**Instructions for the task**: Give back the line where "surface, one per instance" appears and all the lines after it until the listing ends, unchanged and with nothing else.

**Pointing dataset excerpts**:
-- start --
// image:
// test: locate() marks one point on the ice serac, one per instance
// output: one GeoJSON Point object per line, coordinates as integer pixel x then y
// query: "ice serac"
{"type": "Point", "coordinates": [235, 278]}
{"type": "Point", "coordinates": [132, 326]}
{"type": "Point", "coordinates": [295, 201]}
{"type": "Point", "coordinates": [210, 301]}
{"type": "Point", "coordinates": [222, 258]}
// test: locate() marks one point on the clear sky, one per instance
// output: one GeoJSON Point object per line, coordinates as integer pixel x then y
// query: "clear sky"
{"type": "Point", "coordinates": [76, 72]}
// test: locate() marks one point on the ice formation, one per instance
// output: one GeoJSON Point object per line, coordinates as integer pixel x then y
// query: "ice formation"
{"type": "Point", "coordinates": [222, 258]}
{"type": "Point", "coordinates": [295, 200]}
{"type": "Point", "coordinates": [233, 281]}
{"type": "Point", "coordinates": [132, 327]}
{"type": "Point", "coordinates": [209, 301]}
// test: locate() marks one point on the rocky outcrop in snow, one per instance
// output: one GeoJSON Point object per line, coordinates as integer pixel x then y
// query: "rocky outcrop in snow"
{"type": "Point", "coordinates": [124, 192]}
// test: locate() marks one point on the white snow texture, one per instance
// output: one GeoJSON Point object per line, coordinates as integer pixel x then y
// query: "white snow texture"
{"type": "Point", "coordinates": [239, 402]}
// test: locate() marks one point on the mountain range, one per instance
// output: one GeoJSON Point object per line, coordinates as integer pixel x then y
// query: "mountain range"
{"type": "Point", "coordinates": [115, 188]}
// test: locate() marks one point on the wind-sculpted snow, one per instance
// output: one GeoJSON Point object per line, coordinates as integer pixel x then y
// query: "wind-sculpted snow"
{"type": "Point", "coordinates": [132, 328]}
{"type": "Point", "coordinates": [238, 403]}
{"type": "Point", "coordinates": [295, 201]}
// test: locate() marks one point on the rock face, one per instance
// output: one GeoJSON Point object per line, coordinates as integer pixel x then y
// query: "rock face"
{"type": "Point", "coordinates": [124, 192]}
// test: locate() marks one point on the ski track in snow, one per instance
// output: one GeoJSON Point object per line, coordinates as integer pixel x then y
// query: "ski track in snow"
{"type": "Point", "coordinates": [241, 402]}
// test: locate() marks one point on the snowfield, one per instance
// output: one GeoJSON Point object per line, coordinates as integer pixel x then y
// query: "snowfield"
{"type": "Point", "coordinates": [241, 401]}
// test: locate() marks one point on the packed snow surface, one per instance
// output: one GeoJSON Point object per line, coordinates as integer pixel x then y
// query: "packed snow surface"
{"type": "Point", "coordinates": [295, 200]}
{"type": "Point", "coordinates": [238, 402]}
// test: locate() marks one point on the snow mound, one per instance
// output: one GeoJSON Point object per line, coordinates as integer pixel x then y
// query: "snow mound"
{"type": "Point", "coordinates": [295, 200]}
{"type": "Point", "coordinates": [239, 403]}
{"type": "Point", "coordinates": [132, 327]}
-- end --
**The response**:
// test: locate() marks one point on the packed snow surface, one per instance
// output: one GeoJSON Point object per line, coordinates as integer pixel x then y
// query: "packed snow surface"
{"type": "Point", "coordinates": [295, 200]}
{"type": "Point", "coordinates": [238, 402]}
// test: locate() marks one point on the snow mound, one per instance
// output: one GeoJSON Point object per line, coordinates as integer pixel x then y
// query: "snow mound"
{"type": "Point", "coordinates": [295, 200]}
{"type": "Point", "coordinates": [239, 403]}
{"type": "Point", "coordinates": [132, 327]}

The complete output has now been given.